- Work instructions: Reproduce all of the data exactly, with no line skipped.

- Listed records:
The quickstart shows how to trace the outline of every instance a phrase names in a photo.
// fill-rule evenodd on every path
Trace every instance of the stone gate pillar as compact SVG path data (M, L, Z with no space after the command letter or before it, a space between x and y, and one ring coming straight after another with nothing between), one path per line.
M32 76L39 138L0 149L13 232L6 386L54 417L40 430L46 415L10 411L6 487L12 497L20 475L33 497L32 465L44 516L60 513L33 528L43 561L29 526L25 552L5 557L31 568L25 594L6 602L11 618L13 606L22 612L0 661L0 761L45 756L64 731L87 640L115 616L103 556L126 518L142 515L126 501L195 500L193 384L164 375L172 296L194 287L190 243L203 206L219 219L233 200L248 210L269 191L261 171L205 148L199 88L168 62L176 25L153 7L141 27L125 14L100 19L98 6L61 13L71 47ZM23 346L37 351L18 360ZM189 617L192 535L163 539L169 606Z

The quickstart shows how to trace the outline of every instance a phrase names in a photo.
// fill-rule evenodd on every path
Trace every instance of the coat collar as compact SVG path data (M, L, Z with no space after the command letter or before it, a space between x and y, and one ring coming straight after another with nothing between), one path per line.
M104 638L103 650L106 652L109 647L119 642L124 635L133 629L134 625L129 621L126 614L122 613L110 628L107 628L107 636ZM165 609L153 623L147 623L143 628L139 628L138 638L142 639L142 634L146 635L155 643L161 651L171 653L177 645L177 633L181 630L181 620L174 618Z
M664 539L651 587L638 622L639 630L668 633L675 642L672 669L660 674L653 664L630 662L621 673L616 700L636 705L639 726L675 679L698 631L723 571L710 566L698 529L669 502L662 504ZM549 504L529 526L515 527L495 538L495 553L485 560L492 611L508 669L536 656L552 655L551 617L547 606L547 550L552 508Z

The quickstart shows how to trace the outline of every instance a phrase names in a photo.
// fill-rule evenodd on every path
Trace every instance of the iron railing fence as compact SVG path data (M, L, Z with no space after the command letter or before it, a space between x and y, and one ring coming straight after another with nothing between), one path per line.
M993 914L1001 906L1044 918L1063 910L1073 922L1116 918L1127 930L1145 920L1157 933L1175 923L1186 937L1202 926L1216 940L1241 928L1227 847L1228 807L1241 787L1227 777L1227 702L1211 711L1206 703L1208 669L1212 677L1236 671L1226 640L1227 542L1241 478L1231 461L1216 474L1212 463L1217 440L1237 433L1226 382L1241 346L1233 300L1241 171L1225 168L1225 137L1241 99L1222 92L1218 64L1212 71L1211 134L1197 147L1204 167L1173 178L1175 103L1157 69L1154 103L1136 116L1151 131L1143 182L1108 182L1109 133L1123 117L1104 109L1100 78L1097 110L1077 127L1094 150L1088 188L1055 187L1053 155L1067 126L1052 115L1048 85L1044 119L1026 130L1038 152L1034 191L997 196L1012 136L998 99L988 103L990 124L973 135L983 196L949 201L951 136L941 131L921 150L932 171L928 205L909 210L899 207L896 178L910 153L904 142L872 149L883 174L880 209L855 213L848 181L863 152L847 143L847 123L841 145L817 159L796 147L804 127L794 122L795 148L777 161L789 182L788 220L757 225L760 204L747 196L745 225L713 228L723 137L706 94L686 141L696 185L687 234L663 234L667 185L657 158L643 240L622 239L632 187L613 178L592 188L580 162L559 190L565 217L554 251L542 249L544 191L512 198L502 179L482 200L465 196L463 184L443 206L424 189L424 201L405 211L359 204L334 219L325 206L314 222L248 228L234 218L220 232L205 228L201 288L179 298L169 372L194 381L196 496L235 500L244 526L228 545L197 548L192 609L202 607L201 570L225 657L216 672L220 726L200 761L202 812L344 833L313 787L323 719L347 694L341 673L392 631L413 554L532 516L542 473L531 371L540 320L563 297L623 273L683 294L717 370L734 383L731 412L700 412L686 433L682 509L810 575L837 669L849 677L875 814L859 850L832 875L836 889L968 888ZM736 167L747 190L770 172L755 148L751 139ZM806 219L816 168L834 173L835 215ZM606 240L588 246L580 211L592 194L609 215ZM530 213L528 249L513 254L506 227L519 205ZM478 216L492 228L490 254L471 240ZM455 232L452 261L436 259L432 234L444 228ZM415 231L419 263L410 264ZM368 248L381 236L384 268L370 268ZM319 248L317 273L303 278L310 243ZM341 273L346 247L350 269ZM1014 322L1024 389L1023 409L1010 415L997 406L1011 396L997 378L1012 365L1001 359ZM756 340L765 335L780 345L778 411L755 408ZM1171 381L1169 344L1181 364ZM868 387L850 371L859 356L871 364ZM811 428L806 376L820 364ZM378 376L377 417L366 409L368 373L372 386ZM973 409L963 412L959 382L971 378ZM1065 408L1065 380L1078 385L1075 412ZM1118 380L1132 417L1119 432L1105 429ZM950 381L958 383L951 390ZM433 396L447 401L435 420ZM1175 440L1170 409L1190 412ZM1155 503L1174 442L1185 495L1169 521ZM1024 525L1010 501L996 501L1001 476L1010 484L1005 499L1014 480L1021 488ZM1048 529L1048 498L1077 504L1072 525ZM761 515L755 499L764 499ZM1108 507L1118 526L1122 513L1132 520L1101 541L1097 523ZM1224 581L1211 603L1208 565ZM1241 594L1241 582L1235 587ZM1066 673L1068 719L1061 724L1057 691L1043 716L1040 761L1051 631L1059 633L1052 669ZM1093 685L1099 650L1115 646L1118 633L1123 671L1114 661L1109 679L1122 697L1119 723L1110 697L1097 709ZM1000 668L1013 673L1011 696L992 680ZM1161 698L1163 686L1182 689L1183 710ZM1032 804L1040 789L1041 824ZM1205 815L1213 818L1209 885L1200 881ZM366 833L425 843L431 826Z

- Exercise result:
The quickstart shows how to trace the outline of every instance a phrase names in a photo.
// fill-rule evenodd on every path
Trace every instance of the stone gate pillar as compact SVG path data (M, L, Z with no space after the command letter or before it, a space between x and y, and one ring coming straight after another with nothing between), one path per line.
M32 76L39 138L0 149L13 232L6 386L54 417L40 430L46 415L10 411L6 487L12 497L20 475L33 497L32 465L44 516L60 513L33 528L43 561L29 526L25 552L5 557L31 568L25 594L6 602L11 618L13 606L22 612L0 661L0 761L45 756L64 731L87 640L115 616L103 556L126 518L142 515L126 501L195 500L193 384L164 375L172 296L194 287L190 243L203 206L219 219L233 200L248 210L269 191L261 171L205 148L199 88L168 62L176 25L153 7L141 27L125 14L100 19L98 6L61 13L71 47ZM23 346L37 351L18 360ZM189 617L192 535L163 539L169 606Z

The quickstart shows how to trace the outline of every instance a phrase names in a photo.
// fill-rule evenodd on every path
Trace every instance of the coat collar as compact SVG path data (M, L, Z with no space after the command letter or before it, a space between x and y, and one ring coming straight after another with nothing between), one path per line.
M104 638L103 650L106 652L109 647L119 642L124 635L133 629L134 625L129 621L126 614L122 613L110 628L107 628L107 636ZM165 609L153 623L147 623L143 628L139 628L138 638L142 639L142 634L146 635L155 643L161 651L171 653L177 645L177 633L181 630L181 620L174 618Z
M664 539L651 587L638 622L639 630L668 633L675 642L672 669L660 674L653 664L630 662L621 673L616 700L636 705L639 726L675 679L698 631L723 571L710 566L698 529L669 502L662 504ZM549 504L529 526L515 527L495 538L495 553L485 560L492 611L508 669L536 656L552 655L551 617L547 606L547 550L552 508Z

The quickstart shows how to trace the outline of every instance a phrase names in a photo.
// fill-rule evenodd on every path
Trace every instance of the iron railing fence as compact SVG path data (M, L, Z with no space after the command letter or before it, a space between x and y, and one ring coming straight after another with nothing between), one path per line.
M993 914L1001 906L1044 918L1063 910L1073 922L1116 918L1127 930L1145 920L1157 933L1175 923L1186 937L1202 926L1216 940L1241 928L1227 847L1228 807L1241 787L1227 777L1227 702L1211 711L1206 703L1208 669L1212 677L1236 671L1226 640L1227 542L1241 478L1231 461L1216 474L1212 463L1217 440L1237 433L1226 382L1241 346L1233 300L1241 171L1225 168L1225 137L1241 99L1222 92L1218 64L1212 71L1211 134L1197 147L1204 167L1173 178L1175 103L1157 69L1154 103L1136 116L1151 131L1143 182L1108 182L1109 133L1123 117L1104 109L1100 78L1097 110L1077 127L1094 150L1088 188L1055 187L1053 155L1067 126L1052 115L1048 85L1044 119L1026 130L1038 152L1034 191L997 196L1012 136L998 99L988 103L990 124L973 135L983 196L949 201L951 136L941 131L921 150L932 171L928 205L909 210L899 207L896 178L910 153L904 142L872 149L883 174L880 209L855 213L848 181L863 152L847 143L847 123L841 145L817 159L796 147L804 127L794 122L795 148L777 161L789 182L788 220L757 225L760 204L747 196L745 225L713 228L723 137L706 94L686 141L696 185L687 234L663 234L667 185L657 158L643 240L622 239L632 187L613 178L592 188L580 162L559 190L565 217L554 251L542 249L544 191L512 198L502 179L482 200L465 196L463 184L443 206L424 189L424 201L405 211L359 204L334 219L325 206L314 222L248 228L234 218L220 232L205 228L201 288L179 298L169 372L194 381L196 496L235 500L244 526L228 545L197 548L192 609L202 607L201 570L225 657L216 672L220 726L200 761L202 812L344 833L313 787L323 719L347 694L341 673L392 631L413 554L532 516L542 473L531 371L540 320L563 297L623 273L683 294L717 370L734 383L731 412L700 412L686 433L682 509L810 575L837 669L849 677L875 814L859 850L832 875L836 889L968 888ZM736 167L747 190L770 172L755 148L751 139ZM806 219L816 168L834 173L835 215ZM606 240L588 246L580 211L592 194L609 215ZM530 213L528 249L513 254L506 227L519 205ZM478 216L492 228L490 254L471 240ZM455 232L452 261L436 259L432 234L444 228ZM415 231L419 263L410 264ZM368 248L381 236L384 268L370 268ZM319 248L317 273L303 278L310 243ZM341 273L346 247L350 269ZM1014 322L1024 389L1023 409L1010 415L997 406L1011 396L997 378L1012 365L1001 359ZM756 340L765 335L780 345L778 411L755 408ZM1171 381L1169 344L1181 364ZM868 387L850 371L859 356L871 364ZM811 428L806 376L820 364ZM378 376L377 417L366 409L368 373L372 386ZM973 409L963 412L959 382L971 378ZM1065 408L1065 380L1078 385L1075 412ZM1118 380L1132 417L1119 432L1105 429ZM950 381L958 383L951 390ZM433 396L447 401L435 420ZM1175 440L1170 409L1190 412ZM1155 503L1174 442L1185 495L1169 521ZM1024 525L1010 501L996 501L1001 476L1010 484L1005 499L1014 480L1021 488ZM1048 529L1048 498L1077 504L1072 525ZM761 515L755 499L764 499ZM1108 507L1118 526L1122 513L1132 520L1101 541L1097 523ZM1224 581L1211 603L1208 565ZM1241 594L1241 582L1235 587ZM1066 673L1068 719L1061 724L1057 691L1043 716L1040 761L1051 631L1059 633L1052 669ZM1093 685L1099 650L1115 646L1118 633L1123 671L1114 661L1109 679L1122 697L1119 723L1110 697L1097 709ZM1000 668L1013 673L1011 696L992 680ZM1161 698L1163 686L1182 689L1183 710ZM1032 804L1040 789L1041 824ZM1205 815L1213 818L1209 885L1200 881ZM366 833L425 843L431 826Z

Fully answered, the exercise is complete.